■ **DIRECTIONS FOR THIS TASK**
Give the records again. Keep them exact and leave out the images.

[Image-grounded pointing data]
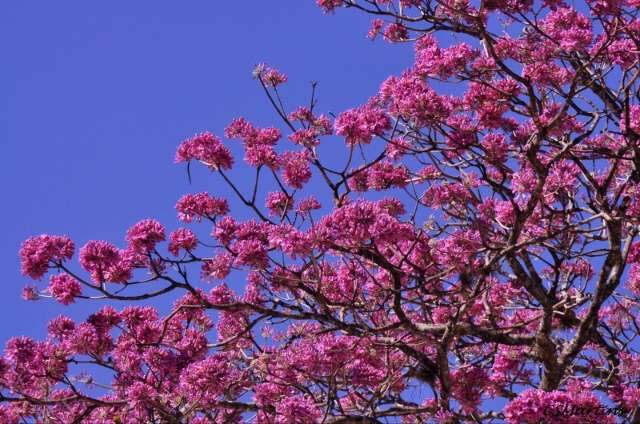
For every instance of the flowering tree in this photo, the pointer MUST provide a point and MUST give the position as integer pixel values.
(470, 256)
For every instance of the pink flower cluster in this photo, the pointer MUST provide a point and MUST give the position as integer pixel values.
(38, 253)
(200, 205)
(361, 124)
(206, 148)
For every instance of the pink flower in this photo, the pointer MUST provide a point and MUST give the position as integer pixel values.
(297, 409)
(395, 32)
(206, 148)
(182, 239)
(203, 382)
(218, 267)
(279, 203)
(144, 235)
(361, 124)
(269, 76)
(64, 288)
(200, 205)
(30, 293)
(105, 262)
(329, 5)
(296, 170)
(38, 252)
(375, 29)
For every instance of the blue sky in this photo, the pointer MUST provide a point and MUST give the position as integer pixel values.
(97, 95)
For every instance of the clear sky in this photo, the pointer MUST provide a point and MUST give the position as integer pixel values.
(97, 95)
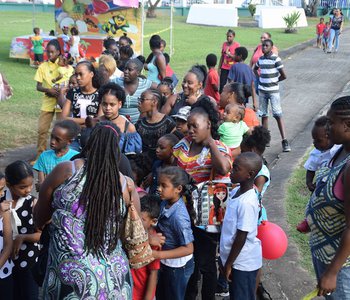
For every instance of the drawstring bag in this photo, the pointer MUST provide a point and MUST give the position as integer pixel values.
(135, 239)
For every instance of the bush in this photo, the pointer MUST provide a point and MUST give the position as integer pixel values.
(291, 21)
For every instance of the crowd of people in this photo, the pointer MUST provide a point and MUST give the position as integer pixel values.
(190, 163)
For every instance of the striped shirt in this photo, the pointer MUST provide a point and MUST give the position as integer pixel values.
(269, 73)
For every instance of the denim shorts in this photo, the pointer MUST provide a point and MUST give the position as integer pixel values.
(274, 99)
(342, 292)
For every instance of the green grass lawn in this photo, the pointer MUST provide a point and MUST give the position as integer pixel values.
(18, 117)
(296, 199)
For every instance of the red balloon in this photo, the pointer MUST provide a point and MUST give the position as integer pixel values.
(273, 239)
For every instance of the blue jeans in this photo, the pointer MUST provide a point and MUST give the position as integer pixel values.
(243, 285)
(172, 282)
(342, 292)
(334, 34)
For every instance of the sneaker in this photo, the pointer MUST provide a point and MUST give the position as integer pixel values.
(221, 292)
(285, 146)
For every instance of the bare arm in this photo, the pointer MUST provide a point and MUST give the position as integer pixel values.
(327, 283)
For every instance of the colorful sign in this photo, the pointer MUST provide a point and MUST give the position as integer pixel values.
(101, 18)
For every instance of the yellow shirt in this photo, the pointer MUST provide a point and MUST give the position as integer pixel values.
(45, 73)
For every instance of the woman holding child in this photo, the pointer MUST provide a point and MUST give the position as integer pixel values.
(199, 154)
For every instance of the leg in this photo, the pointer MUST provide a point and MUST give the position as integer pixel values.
(44, 123)
(242, 285)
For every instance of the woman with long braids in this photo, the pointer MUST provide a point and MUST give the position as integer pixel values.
(86, 200)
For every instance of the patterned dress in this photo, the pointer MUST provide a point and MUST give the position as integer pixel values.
(71, 272)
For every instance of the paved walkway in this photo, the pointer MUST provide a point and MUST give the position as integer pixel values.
(313, 80)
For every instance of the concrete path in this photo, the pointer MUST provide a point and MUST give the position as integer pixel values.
(313, 80)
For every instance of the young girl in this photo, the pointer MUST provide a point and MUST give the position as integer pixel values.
(74, 44)
(19, 181)
(165, 158)
(174, 223)
(6, 264)
(155, 124)
(227, 54)
(65, 70)
(233, 129)
(112, 98)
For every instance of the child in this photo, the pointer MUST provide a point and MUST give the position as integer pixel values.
(6, 264)
(62, 135)
(145, 278)
(19, 181)
(175, 224)
(74, 44)
(227, 54)
(212, 83)
(240, 249)
(242, 73)
(271, 73)
(38, 49)
(65, 71)
(165, 158)
(319, 32)
(232, 130)
(326, 33)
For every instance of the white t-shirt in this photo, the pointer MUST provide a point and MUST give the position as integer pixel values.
(318, 159)
(242, 214)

■ **ANSWER AREA**
For every instance of the flowering tree in this photo, the pointer MUST provide a point and MUST give the position as integer pixel values.
(470, 256)
For every instance of the pink flower cluster in this photo, the pointer MUST provide a point and MUST give the position as integer pixel values.
(38, 253)
(200, 205)
(361, 124)
(206, 148)
For every instance of the pink flower in this photo, the pointer MUST provide a point and MUST give the position as integer pixel values.
(297, 409)
(395, 32)
(206, 148)
(182, 239)
(203, 382)
(218, 267)
(279, 203)
(144, 235)
(361, 124)
(269, 76)
(64, 288)
(200, 205)
(30, 293)
(105, 262)
(329, 5)
(296, 170)
(38, 252)
(375, 29)
For every instance of the blue sky in this photo, the pointer MUST provide a point and MUST give the position as integer pixel values.
(97, 95)
For every instance of the clear sky in this photo, the pointer MUST provide a point and MUST give the position as integer pixel values.
(97, 95)
For every instance of the drawstring bag in this photo, the pointer MUST provide a point and MUST give the position as integer pixel values.
(135, 239)
For every instance of the bush in this photo, the pointer MUST provide a point and MUST give the position as integer pixel values.
(291, 21)
For every instance of the crowd of people in this photo, the pointer MUST provide a point and MUST give the position as integer pixel values.
(190, 163)
For every instance of the striped shirt in this photo, the pointer MUST provide a point and MUST give the position as integer pixel values.
(269, 73)
For every instance of the denim shorts in this photo, the pointer MUST provide a point and MUST give the position as integer pixel values.
(274, 99)
(342, 292)
For every instance of the green grass lawn in this photo, the pointer MUST provide a point and MUST give the position as integer pixel values.
(18, 117)
(296, 199)
For every instance of the red balloon in this photo, the pointer MUST provide a point and MUST give the position as integer pixel values.
(273, 239)
For every instance of the blue jeans in this photo, the pointer MUST provide a point and MUST give the position as integer pixel values.
(243, 285)
(172, 282)
(342, 292)
(334, 34)
For every instance of the sneaker in this photo, the pointer MUST provide a point and MUST give the position as integer pixel values.
(221, 292)
(285, 146)
For every instance of the bare arm in this photo, the pointer MUST provide a point and MUST give the position as integer pixel values.
(327, 283)
For every instance of the colorful sign in this photo, the pointer MUST provide a point and MUST give the position as integer pixel values.
(101, 18)
For every instance of the yellow shirt in this photo, the pointer MUST provide a point and MUST give the position as integer pixel values.
(45, 73)
For every instance of the woman holding child in this photo, the pointer MUST provide a point and MUST give the position as integer pixel values.
(199, 154)
For every instance of the leg in this photo, the pointer MUST provide a point and MUST give the position as integer pixel values.
(44, 123)
(242, 285)
For every instance of the woman with long braids in this photo, the pointer MUST provide a point and MUST give the position as integer pixel values.
(86, 200)
For every instance of the patterned dress in this photo, the pointer MUST provide a point and MUST give the position as integer pixel values.
(71, 272)
For every instance of the paved walkway in this photo, the pointer MUST provide a point and MUST give the position as integer pixel values.
(313, 80)
For every instance of the concrete path in this photo, the pointer MUST provide a point and MUST give the position as integer pixel values.
(313, 80)
For every instance of the young girl in this photo, the pointer MUST provide a point and MUST give the position as integer pixel values.
(74, 44)
(19, 181)
(165, 158)
(174, 223)
(6, 264)
(155, 124)
(227, 54)
(65, 70)
(233, 129)
(112, 98)
For every instance of the child in this photo, the pointer MUST provide a point and MUST give the position as integer pixel values.
(6, 264)
(62, 135)
(145, 278)
(19, 181)
(175, 224)
(74, 44)
(227, 54)
(212, 83)
(240, 249)
(242, 73)
(271, 73)
(38, 49)
(65, 71)
(165, 158)
(319, 32)
(232, 130)
(326, 33)
For every instance of the white t-shirt in this photo, the pointer MUST provide a point and MUST give the position as integer pixel values.
(318, 159)
(242, 214)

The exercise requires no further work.